◆ **TEXTE FOURNI**:
De plus en plus d'internautes se saisissent de leur clavier ou de leur mobile pour crier leur colère sur les réseaux. Et de plus en plus, celle-ci se porte sur les influenceurs, dont certains comptent des centaines de milliers, voire des millions d'abonnés sur des plateformes comme Instagram, TikTok ou Snapchat. Plusieurs d'entre eux sont en effet accusés de tromper leur communauté en se livrant à des posts sponsorisés ou des partenariats agissant comme le relais de sites internet de e-commerce aux pratiques plutôt douteuses, à la frontière entre la légalité et l'illégalité, mais pas encore officiellement régulées. Bercy a décidé de taper du poing sur la table, pour réguler ce que l'on appelle le « dropshipping ».

Un gros manque à gagner pour les finances publiques des États de l'Union européenne

Outre les nombreux signalements et remontées sur les réseaux sociaux, ce qui fait aujourd'hui tiquer le fisc, c'est ce que coûte chaque année la fraude à la TVA. La Commission européenne l'estime à 7 milliards d'euros au sein de l'UE. Pourquoi vous parle-t-on de la fraude à la TVA ? Parce que l'Inspection des finances a récemment révélé, dans un rapport, que 98 % des vendeurs de dropshipping n'étaient tout simplement pas immatriculés à la TVA.

Pour lutter contre cela, le code général des impôts introduira une nouvelle norme, valide à compter du mois de juillet, qui rattachera justement la vente à distance, « même si l'intervention du vendeur dans la livraison du bien est indirecte », précisent nos confrères du Figaro.

Mais concrètement, comment fonctionne le dropshipping aujourd'hui ? En réalité, tout part de sites de e-commerce, souvent fort douteux, qui vont servir de vitrines en exhibant des produits qui, en réalité, ne sont même pas en stock. Tout n'est pas factice dans la pratique puisque le site douteux prend le soin de choisir des produits chez un fournisseur. Il complète ensuite la page avec des photos de ce dernier et une description, et en prenant en charge la livraison et le SAV.

Le dropshipper s'assure une jolie plus-value

Le site à l'origine du dropshipping vient revendre plus cher des produits qui auront été en réalité été achetés sur des marketplaces comme AliExpress ou des plateformes comme Wish. Mais pourquoi le client l'ignore, pouvez-vous demander ? Tout simplement parce que, n'ayant pas le produit en stock à la base, le dropshipper va, dès la réception d'une commande d'un client, contacter le fournisseur (par exemple, Alibaba), pour lui faire expédier la fameuse commande, sans faire mention et sans le packaging d'Alibaba.

Cette pratique, aux allures trompeuses, permet ainsi de donner du crédit au site de dropshipping et permet surtout au dropshipper de faire une jolie plus-value sur chacun des produits vendus, quand les produits sont livrés selon la description, ce qui est loin d'être toujours le cas.

◆ **VOS TÂCHES**:
- 1) Reproduisez à l'identique les enregistrements, de la ligne contenant « Locate any visible blue and » jusqu'à la fin des enregistrements, ces deux bornes comprises.
- 2) Prolongez le texte sur le dropshipping à partir de sa dernière phrase.

◆ **ENREGISTREMENTS À TRAITER**:

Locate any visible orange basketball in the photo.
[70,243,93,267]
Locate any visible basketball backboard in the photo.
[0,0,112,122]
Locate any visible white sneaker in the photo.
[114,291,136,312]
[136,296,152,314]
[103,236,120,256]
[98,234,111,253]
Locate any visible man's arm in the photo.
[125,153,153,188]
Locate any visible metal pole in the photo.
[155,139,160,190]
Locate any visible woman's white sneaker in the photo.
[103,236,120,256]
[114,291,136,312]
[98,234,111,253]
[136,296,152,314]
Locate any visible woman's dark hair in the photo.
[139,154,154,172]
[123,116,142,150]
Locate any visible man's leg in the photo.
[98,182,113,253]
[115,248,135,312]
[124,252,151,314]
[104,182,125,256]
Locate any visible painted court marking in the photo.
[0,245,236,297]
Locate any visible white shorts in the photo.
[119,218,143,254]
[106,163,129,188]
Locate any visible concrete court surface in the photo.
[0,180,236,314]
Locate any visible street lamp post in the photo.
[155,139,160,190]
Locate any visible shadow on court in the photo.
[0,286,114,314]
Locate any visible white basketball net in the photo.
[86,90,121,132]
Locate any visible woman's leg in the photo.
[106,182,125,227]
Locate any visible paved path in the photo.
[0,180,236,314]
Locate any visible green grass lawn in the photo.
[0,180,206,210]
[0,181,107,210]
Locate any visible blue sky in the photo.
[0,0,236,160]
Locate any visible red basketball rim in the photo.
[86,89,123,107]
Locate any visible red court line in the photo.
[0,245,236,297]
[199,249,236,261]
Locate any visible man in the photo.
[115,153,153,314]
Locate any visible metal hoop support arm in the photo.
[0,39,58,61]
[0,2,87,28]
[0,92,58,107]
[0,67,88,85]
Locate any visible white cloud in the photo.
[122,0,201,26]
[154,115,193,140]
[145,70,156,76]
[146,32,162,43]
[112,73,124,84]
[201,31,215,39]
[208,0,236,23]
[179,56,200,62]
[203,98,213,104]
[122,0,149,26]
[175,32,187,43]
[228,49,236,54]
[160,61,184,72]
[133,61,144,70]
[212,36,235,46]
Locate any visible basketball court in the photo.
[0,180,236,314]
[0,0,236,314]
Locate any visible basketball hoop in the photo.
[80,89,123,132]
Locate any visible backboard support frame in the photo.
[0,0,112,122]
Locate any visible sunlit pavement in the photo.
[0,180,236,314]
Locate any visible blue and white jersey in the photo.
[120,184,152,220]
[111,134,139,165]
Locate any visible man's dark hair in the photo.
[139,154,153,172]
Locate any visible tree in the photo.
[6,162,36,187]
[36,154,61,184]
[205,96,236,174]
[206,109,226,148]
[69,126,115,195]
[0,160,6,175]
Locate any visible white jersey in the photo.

◆ **ENSEMBLE DES RÉPONSES**:
- 1)
Locate any visible blue and white jersey in the photo.
[120,184,152,220]
[111,134,139,165]
Locate any visible man's dark hair in the photo.
[139,154,153,172]
Locate any visible tree in the photo.
[6,162,36,187]
[36,154,61,184]
[205,96,236,174]
[206,109,226,148]
[69,126,115,195]
[0,160,6,175]
Locate any visible white jersey in the photo.

- 2)
Les influenceurs : un rôle mi-instrument mi-profiteur

Et les influenceurs dans tout ça ? Ils sont justement l'instrument qui donne cette espèce de crédit à la pratique du dropshipping aujourd'hui, et aux sites douteux qui ne font leur « business » que par le biais des réseaux sociaux. Mais au passage, ils sont grassement rémunérés. Le Figaro nous explique par exemple qu'un électrostimulateur abdominal, que l'on trouve à 20 euros sur Wish, est vendu 80 euros sur certains sites douteux. Mais l'influenceur vous dira toujours qu'il s'agit d'une affaire en or, à saisir au plus vite, puisque par ses bonnes grâces, vous obtenez un super code promo qui fait tomber le prix de 130 à… 80 euros.

Le hic est qu'il existe une condition à respecter par les influenceurs : celle de ne pas indiquer qu'ils font la promotion de sites de dropshipping, évidemment. Le vice est parfois poussé loin, notamment lorsque l'opération vante un produit fabriqué en France par exemple, ou doté d'un savoir-faire français. En février, la Direction générale de la Concurrence, de la Consommation et de la Répression des fraudes (DGCCRG) a condamné la société Disinfluence à une amende de 10 000 euros, pour avoir indiqué des prix de référence qui n'étaient à aucun moment pratiqués. L'entreprise pressait même fictivement le client potentiel à transformer sa visite en achat, en se servant d'un compte à rebours suggérant que l'épuisement du stock était imminent.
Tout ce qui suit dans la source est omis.